* **The problem**
Reproduce the data below verbatim from the line containing "One point rides on each instance of the snow slope, each" through its final line, and produce nothing more.

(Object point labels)
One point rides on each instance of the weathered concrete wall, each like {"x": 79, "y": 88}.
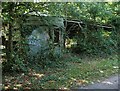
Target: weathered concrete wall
{"x": 38, "y": 40}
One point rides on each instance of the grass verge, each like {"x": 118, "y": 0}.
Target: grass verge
{"x": 73, "y": 72}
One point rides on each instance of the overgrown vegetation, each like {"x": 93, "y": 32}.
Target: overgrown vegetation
{"x": 94, "y": 42}
{"x": 71, "y": 73}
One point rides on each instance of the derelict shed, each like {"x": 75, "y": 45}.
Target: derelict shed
{"x": 39, "y": 30}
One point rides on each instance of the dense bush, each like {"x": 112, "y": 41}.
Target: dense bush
{"x": 99, "y": 42}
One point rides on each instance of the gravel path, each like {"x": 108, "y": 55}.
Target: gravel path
{"x": 109, "y": 83}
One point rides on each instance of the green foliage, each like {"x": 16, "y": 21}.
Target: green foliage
{"x": 97, "y": 42}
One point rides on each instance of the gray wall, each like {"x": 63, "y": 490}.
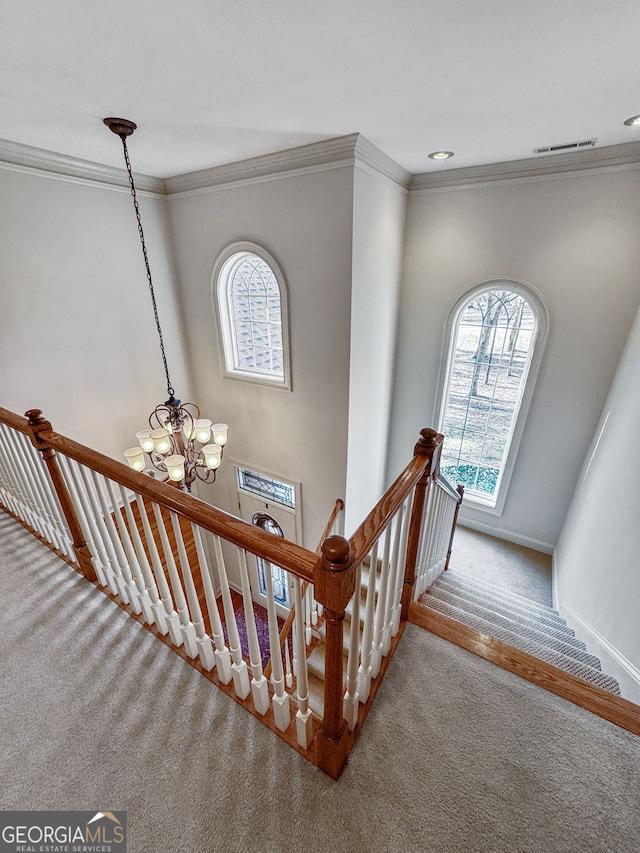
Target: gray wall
{"x": 77, "y": 335}
{"x": 378, "y": 236}
{"x": 304, "y": 221}
{"x": 597, "y": 561}
{"x": 574, "y": 238}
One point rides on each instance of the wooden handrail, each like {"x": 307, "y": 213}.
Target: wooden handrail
{"x": 332, "y": 570}
{"x": 288, "y": 555}
{"x": 16, "y": 422}
{"x": 286, "y": 628}
{"x": 370, "y": 529}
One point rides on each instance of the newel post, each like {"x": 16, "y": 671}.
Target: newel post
{"x": 334, "y": 582}
{"x": 37, "y": 425}
{"x": 428, "y": 447}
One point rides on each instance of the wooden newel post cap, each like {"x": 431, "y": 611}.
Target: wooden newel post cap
{"x": 427, "y": 442}
{"x": 335, "y": 550}
{"x": 35, "y": 417}
{"x": 334, "y": 577}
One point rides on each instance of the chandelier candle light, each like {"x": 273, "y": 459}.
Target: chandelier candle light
{"x": 180, "y": 444}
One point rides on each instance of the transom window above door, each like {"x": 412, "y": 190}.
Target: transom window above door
{"x": 495, "y": 336}
{"x": 251, "y": 307}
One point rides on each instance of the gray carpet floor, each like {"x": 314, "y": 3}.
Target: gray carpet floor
{"x": 505, "y": 564}
{"x": 456, "y": 755}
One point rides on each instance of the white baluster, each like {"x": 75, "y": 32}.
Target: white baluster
{"x": 381, "y": 606}
{"x": 141, "y": 597}
{"x": 6, "y": 477}
{"x": 426, "y": 542}
{"x": 108, "y": 555}
{"x": 187, "y": 634}
{"x": 350, "y": 702}
{"x": 239, "y": 669}
{"x": 80, "y": 502}
{"x": 288, "y": 674}
{"x": 392, "y": 583}
{"x": 163, "y": 609}
{"x": 307, "y": 614}
{"x": 151, "y": 590}
{"x": 304, "y": 722}
{"x": 259, "y": 684}
{"x": 405, "y": 517}
{"x": 280, "y": 701}
{"x": 32, "y": 491}
{"x": 364, "y": 671}
{"x": 24, "y": 509}
{"x": 135, "y": 584}
{"x": 49, "y": 498}
{"x": 121, "y": 570}
{"x": 221, "y": 658}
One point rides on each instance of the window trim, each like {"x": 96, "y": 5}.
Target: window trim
{"x": 539, "y": 309}
{"x": 220, "y": 280}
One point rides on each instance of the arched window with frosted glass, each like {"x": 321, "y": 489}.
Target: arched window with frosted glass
{"x": 495, "y": 336}
{"x": 251, "y": 306}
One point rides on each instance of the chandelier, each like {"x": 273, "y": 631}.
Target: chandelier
{"x": 180, "y": 444}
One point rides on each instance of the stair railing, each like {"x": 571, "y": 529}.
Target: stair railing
{"x": 440, "y": 519}
{"x": 153, "y": 549}
{"x": 309, "y": 608}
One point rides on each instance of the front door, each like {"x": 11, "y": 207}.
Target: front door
{"x": 279, "y": 521}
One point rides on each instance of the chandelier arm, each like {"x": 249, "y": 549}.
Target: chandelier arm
{"x": 123, "y": 137}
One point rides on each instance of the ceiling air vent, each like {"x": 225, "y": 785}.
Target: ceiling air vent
{"x": 566, "y": 146}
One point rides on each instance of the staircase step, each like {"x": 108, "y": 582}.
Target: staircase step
{"x": 488, "y": 588}
{"x": 544, "y": 652}
{"x": 503, "y": 598}
{"x": 316, "y": 662}
{"x": 316, "y": 695}
{"x": 495, "y": 625}
{"x": 496, "y": 612}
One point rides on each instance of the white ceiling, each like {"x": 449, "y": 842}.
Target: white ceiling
{"x": 211, "y": 82}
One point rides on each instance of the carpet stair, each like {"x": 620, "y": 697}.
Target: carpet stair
{"x": 517, "y": 621}
{"x": 495, "y": 593}
{"x": 507, "y": 608}
{"x": 555, "y": 638}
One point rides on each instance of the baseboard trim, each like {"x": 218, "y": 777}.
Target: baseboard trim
{"x": 632, "y": 671}
{"x": 610, "y": 707}
{"x": 508, "y": 535}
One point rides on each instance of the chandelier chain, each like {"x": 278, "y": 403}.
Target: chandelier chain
{"x": 170, "y": 390}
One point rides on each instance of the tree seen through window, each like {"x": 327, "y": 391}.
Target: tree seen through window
{"x": 493, "y": 340}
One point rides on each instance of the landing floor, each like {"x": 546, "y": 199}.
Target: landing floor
{"x": 512, "y": 567}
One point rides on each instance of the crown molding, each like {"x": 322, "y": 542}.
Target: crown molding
{"x": 14, "y": 155}
{"x": 624, "y": 156}
{"x": 370, "y": 155}
{"x": 338, "y": 151}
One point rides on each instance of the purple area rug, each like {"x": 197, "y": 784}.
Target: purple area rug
{"x": 262, "y": 629}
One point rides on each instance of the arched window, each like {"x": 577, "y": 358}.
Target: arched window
{"x": 251, "y": 306}
{"x": 496, "y": 333}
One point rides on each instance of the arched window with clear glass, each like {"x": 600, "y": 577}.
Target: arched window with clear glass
{"x": 251, "y": 303}
{"x": 496, "y": 333}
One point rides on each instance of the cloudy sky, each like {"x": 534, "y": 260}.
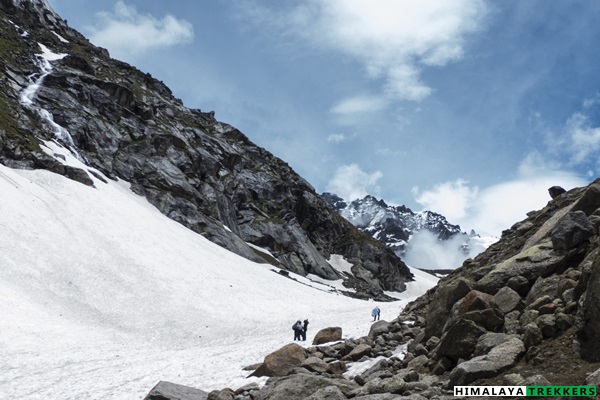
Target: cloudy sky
{"x": 468, "y": 108}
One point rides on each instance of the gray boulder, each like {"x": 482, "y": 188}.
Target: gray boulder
{"x": 172, "y": 391}
{"x": 460, "y": 340}
{"x": 282, "y": 361}
{"x": 507, "y": 300}
{"x": 556, "y": 191}
{"x": 327, "y": 393}
{"x": 572, "y": 230}
{"x": 589, "y": 337}
{"x": 379, "y": 328}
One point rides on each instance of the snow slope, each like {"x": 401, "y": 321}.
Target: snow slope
{"x": 101, "y": 296}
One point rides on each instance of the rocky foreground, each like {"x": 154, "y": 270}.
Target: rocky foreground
{"x": 525, "y": 312}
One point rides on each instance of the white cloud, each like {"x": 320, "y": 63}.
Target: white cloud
{"x": 126, "y": 33}
{"x": 337, "y": 138}
{"x": 495, "y": 208}
{"x": 350, "y": 182}
{"x": 393, "y": 40}
{"x": 359, "y": 104}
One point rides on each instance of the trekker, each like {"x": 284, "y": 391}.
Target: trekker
{"x": 297, "y": 327}
{"x": 375, "y": 313}
{"x": 304, "y": 329}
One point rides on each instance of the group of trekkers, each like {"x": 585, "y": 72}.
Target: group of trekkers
{"x": 300, "y": 327}
{"x": 300, "y": 330}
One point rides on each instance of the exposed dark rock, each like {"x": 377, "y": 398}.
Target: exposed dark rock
{"x": 301, "y": 387}
{"x": 556, "y": 191}
{"x": 327, "y": 335}
{"x": 499, "y": 359}
{"x": 200, "y": 172}
{"x": 460, "y": 340}
{"x": 172, "y": 391}
{"x": 282, "y": 361}
{"x": 589, "y": 337}
{"x": 572, "y": 230}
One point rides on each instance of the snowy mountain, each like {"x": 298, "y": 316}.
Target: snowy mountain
{"x": 424, "y": 239}
{"x": 102, "y": 296}
{"x": 122, "y": 124}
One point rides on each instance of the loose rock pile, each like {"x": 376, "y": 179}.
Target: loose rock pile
{"x": 524, "y": 312}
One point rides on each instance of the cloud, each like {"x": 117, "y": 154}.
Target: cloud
{"x": 350, "y": 182}
{"x": 393, "y": 40}
{"x": 126, "y": 33}
{"x": 493, "y": 209}
{"x": 425, "y": 250}
{"x": 359, "y": 104}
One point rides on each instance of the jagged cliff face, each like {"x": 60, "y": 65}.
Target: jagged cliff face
{"x": 207, "y": 175}
{"x": 527, "y": 305}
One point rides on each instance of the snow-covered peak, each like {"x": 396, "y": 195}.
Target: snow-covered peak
{"x": 39, "y": 5}
{"x": 424, "y": 238}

* **Solution**
One point rides on each instance of the snow slope, each like {"x": 401, "y": 321}.
Target: snow slope
{"x": 101, "y": 296}
One point rides on each instance of the rocky foreground, each like {"x": 154, "y": 270}.
Target: rocky foreground
{"x": 525, "y": 312}
One point rides on each instance of the white cloud, each like {"x": 320, "y": 63}.
Target: white cloud
{"x": 126, "y": 33}
{"x": 337, "y": 138}
{"x": 495, "y": 208}
{"x": 350, "y": 182}
{"x": 393, "y": 40}
{"x": 359, "y": 104}
One point rides on each instance of the trekker, each like {"x": 284, "y": 391}.
Target: trekker
{"x": 297, "y": 327}
{"x": 375, "y": 313}
{"x": 304, "y": 329}
One point rides on each instance of the group of trekkers, each like {"x": 585, "y": 72}.
Target: group of trekkers
{"x": 300, "y": 327}
{"x": 300, "y": 330}
One point rides on each instance of the exposed dark rock, each like {"x": 377, "y": 398}.
Target: exposed dark rock
{"x": 301, "y": 387}
{"x": 556, "y": 191}
{"x": 327, "y": 335}
{"x": 499, "y": 359}
{"x": 200, "y": 172}
{"x": 460, "y": 340}
{"x": 172, "y": 391}
{"x": 282, "y": 361}
{"x": 589, "y": 337}
{"x": 572, "y": 230}
One point rides on each instance of the snowy mountain, each like {"x": 298, "y": 316}.
Target: snowy mountain
{"x": 424, "y": 239}
{"x": 102, "y": 296}
{"x": 122, "y": 124}
One point rides on each instance of the loose rock pile, each like {"x": 376, "y": 179}.
Target: loose rock pile
{"x": 524, "y": 312}
One point rides on each instance of the cloud, each like {"x": 117, "y": 154}.
Target: cloud
{"x": 350, "y": 182}
{"x": 393, "y": 40}
{"x": 126, "y": 33}
{"x": 493, "y": 209}
{"x": 425, "y": 250}
{"x": 359, "y": 104}
One point rides on each instance of the jagged cliff face, each like {"x": 60, "y": 65}.
Target: jagged cliff face
{"x": 207, "y": 175}
{"x": 527, "y": 305}
One point rides on each instance of the snow-covered peak, each like {"x": 396, "y": 195}.
Target: snow-covered peak
{"x": 39, "y": 5}
{"x": 424, "y": 238}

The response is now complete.